━━━━━ Records to use

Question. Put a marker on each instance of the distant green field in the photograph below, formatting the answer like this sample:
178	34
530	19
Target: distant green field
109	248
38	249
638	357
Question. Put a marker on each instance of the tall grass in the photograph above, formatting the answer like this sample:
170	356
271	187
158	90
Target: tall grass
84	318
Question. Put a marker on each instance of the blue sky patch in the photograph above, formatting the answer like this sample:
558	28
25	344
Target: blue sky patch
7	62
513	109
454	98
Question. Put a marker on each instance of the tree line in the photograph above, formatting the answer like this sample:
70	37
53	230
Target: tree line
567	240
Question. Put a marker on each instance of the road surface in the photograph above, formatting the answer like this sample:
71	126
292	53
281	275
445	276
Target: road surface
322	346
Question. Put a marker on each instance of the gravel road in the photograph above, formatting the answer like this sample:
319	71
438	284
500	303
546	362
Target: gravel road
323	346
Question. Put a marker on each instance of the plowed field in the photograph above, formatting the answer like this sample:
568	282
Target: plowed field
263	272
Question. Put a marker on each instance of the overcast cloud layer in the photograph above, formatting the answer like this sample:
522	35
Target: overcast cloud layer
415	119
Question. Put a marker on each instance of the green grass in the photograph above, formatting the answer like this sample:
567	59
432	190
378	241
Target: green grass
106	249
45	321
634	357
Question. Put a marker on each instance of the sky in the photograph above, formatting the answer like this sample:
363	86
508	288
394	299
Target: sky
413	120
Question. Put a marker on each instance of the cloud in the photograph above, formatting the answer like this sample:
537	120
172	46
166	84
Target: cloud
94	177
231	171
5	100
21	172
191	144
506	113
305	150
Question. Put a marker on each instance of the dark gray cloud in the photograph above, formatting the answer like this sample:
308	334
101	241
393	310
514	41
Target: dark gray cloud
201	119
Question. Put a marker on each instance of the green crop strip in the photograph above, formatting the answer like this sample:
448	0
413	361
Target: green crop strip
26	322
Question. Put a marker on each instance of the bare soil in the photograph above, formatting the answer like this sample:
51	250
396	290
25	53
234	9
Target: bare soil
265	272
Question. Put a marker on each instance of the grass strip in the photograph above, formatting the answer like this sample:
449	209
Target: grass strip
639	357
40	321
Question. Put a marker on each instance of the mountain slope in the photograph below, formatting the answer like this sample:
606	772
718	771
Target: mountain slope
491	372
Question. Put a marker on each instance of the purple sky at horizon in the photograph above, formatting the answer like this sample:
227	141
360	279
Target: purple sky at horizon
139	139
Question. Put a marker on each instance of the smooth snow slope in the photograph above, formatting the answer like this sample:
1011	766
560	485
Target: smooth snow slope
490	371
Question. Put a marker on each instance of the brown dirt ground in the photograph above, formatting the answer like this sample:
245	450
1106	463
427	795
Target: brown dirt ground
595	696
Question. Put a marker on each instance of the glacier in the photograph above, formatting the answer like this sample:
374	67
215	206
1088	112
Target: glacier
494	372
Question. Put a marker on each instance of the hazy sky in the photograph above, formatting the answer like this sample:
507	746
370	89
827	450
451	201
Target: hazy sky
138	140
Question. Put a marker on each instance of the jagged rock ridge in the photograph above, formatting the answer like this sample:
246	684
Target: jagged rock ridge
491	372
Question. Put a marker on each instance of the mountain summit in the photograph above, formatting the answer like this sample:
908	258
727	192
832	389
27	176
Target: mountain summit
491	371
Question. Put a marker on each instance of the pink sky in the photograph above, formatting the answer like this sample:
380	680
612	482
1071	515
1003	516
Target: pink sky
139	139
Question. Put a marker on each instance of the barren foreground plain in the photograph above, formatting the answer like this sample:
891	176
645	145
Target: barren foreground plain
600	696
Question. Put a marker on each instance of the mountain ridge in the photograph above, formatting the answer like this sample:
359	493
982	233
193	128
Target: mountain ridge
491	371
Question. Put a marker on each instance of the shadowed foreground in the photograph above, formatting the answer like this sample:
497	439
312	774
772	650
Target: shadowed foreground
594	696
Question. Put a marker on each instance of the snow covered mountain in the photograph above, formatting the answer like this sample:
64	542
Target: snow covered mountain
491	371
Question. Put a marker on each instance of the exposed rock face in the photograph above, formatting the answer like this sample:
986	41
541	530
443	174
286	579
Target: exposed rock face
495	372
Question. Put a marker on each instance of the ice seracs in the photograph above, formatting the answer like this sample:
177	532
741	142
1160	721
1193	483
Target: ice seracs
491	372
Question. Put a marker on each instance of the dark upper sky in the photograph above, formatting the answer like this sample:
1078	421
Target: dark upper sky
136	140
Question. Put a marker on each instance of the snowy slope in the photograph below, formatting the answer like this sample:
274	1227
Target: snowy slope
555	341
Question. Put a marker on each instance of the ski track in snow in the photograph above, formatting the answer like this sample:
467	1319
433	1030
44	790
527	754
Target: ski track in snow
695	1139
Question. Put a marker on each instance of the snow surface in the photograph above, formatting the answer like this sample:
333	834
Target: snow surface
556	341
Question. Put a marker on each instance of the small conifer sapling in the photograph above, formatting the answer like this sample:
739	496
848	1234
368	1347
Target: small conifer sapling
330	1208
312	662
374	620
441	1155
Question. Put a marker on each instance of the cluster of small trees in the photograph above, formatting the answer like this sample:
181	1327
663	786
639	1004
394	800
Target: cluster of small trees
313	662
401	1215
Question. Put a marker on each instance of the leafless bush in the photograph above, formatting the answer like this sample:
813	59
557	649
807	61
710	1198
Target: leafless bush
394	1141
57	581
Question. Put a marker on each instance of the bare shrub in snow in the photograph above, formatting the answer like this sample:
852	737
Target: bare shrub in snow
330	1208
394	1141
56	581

━━━━━━━━━━

Would you restate the whole listing word for word?

§ Your response
Question. Put a marker on each instance of the distant green field in the photograph below, formatting the answer like this sample:
178	34
530	19
Target: distant green field
109	248
38	249
638	357
Question. Put a marker on each instance of the tall grass in the photograph above, formatting the answer like this sample:
170	356
271	187
158	90
Target: tall grass
84	318
Question. Put a marker on each instance of the blue sky patch in the photograph above, formatting the answer like this sample:
558	28
25	344
Target: blue sky patch
7	62
513	109
454	98
Question. Put a marker on each instance of the tree line in the photograph above, formatting the answer like this sample:
70	37
53	230
Target: tree line
567	240
Question. Put a marker on each instance of the road surface in the photograph above, formatting the answer like this sample:
71	126
292	53
281	275
445	276
Target: road surface
322	346
Question. Put a marker on each instance of the gravel road in the photograph above, formatting the answer like this sample:
319	71
438	284
500	303
546	362
Target: gravel road
323	346
Question. Put a marker on each instance of the plowed field in the photograph above, formatting the answer like this sample:
568	282
Target: plowed field
263	272
Question. Put a marker on each instance of the overcast cloud layer in the photograph above, formatting the answer like this sample:
522	35
Target: overcast cloud layer
415	119
Question. Put a marker on each instance of the green grass in the photograph above, formatting the answer like this sample:
567	59
432	190
378	241
Target: green grass
106	249
45	321
634	357
Question. Put a marker on each instance of the sky in the photograph above, formatting the answer like this sample:
363	86
508	288
394	299
Target: sky
413	120
Question. Put a marker on each instance of the cloud in the photograph above, formatting the answer like this sample:
537	120
172	46
166	84
Target: cloud
94	177
231	171
5	100
21	172
191	144
506	113
305	150
Question. Put a marker on each instance of the dark gray cloud in the photograph above, formatting the answer like this sample:
308	334
101	241
393	310
514	41
Target: dark gray cloud
201	119
Question. Put a marker on each instance of the green crop strip in the photograph above, formatting the answer like this sample:
448	0
413	361
Target: green crop strip
26	322
Question. Put a marker on each instance of the bare soil in the photograph above, formatting the answer like this sample:
51	250
396	290
25	53
234	9
Target: bare soil
265	272
Question. Put a marker on each instance of the grass strip in the photograph above, formatting the answer like this sample:
449	209
Target: grass strip
639	357
40	321
Question. Put a marker on each instance of the mountain slope in the photograph below, formatting the answer like this sample:
606	772
718	771
Target: mountain slope
491	372
Question. Put a marker on each instance of the purple sky at horizon in the photograph above, formatting the answer like this sample:
227	141
360	279
Target: purple sky at horizon
139	139
Question. Put a marker on each instance of the smooth snow slope in the photograph above, formatting the answer like this sample:
1011	766
560	485
Target: smooth snow slope
490	371
Question. Put a marker on each instance of the brown dirt ground in the photograph above, formatting the answer like this sample:
245	450
1106	463
427	795
Target: brown dirt ground
595	696
Question. Put a marker on each instance of the glacier in the photograph above, formatting the answer like this sample:
374	67
215	206
1088	112
Target: glacier
494	372
Question. Put a marker on each instance of the hazy sky in the photograph above, formatting the answer like this sample:
507	746
370	89
827	450
451	201
Target: hazy sky
138	140
Question. Put a marker on each instance of the jagged rock ridge in the photograph above, formatting the answer like this sample:
246	684
Target: jagged rock ridge
491	372
Question. Put a marker on each instance of the mountain summit in the photograph above, formatting the answer like this sample:
908	258
727	192
832	389
27	176
Target: mountain summit
491	371
Question. Put a marker on each instance of the pink sky in the photograph above, formatting the answer like this sample:
380	680
612	482
1071	515
1003	516
Target: pink sky
139	139
Question. Put a marker on each instance of the barren foreground plain in the photograph above, formatting the answer like this sample:
891	176
645	145
Target: barren foreground plain
600	696
Question. Put a marker on each instance of the mountain ridge in the photograph above, formatting the answer like this sample:
359	493
982	233
193	128
Target: mountain ridge
491	371
Question. Put a marker on each instance of the shadowed foreground in the photograph above, formatting the answer like this sample:
497	439
312	774
772	650
Target: shadowed foreground
594	696
Question. Put a marker on each instance of the snow covered mountain in the photograph above, formatting the answer like this sample:
64	542
Target: snow covered mountain
491	371
Question. Put a marker on each instance of the exposed rock face in the photograph above, formatting the answer like this sample:
986	41
541	530
443	174
286	579
Target: exposed rock face
495	372
Question. Put a marker on each instance of the ice seracs in the photograph above, formatting the answer like this sample:
177	532
741	142
1160	721
1193	483
Target: ice seracs
491	372
Question. Put a marker on each instance of the dark upper sky in the photograph above, formatting the answer like this sample:
1078	421
Target: dark upper sky
136	140
Question. Put a marker on each instance of the snowy slope in the photograph below, formatting the answer like this sample:
274	1227
Target: snowy slope
555	341
Question. Put a marker on each instance of the ski track in snow in the photograph above, formatting the answer like this sample:
467	1319
433	1030
44	790
527	754
Target: ski track in snow
695	1139
Question. Put a marker on each instance of the snow surface in the photograph above, formatting the answer like this sample:
333	834
Target: snow surface
556	341
Question. Put a marker on each instance of the small conifer sapling in the photograph above, formatting the answer like this sample:
739	496
848	1234
368	1347
Target: small conifer sapling
330	1208
312	662
374	620
441	1155
Question. Put a marker on each instance of the cluster of small trees in the photograph above, formatting the answer like this sample:
181	1327
663	786
639	1004
394	800
Target: cluster of small trees
313	662
401	1215
Question. Put a marker on each instance of the leafless bush in the photograph above, formatting the answer like this sample:
813	59
557	649
807	61
710	1198
Target: leafless bush
394	1141
57	581
Question. Put a marker on each instance of the bare shrub in snow in the photograph above, formatting the answer like this sample:
852	737
Target: bare shrub in snow
330	1208
394	1141
56	581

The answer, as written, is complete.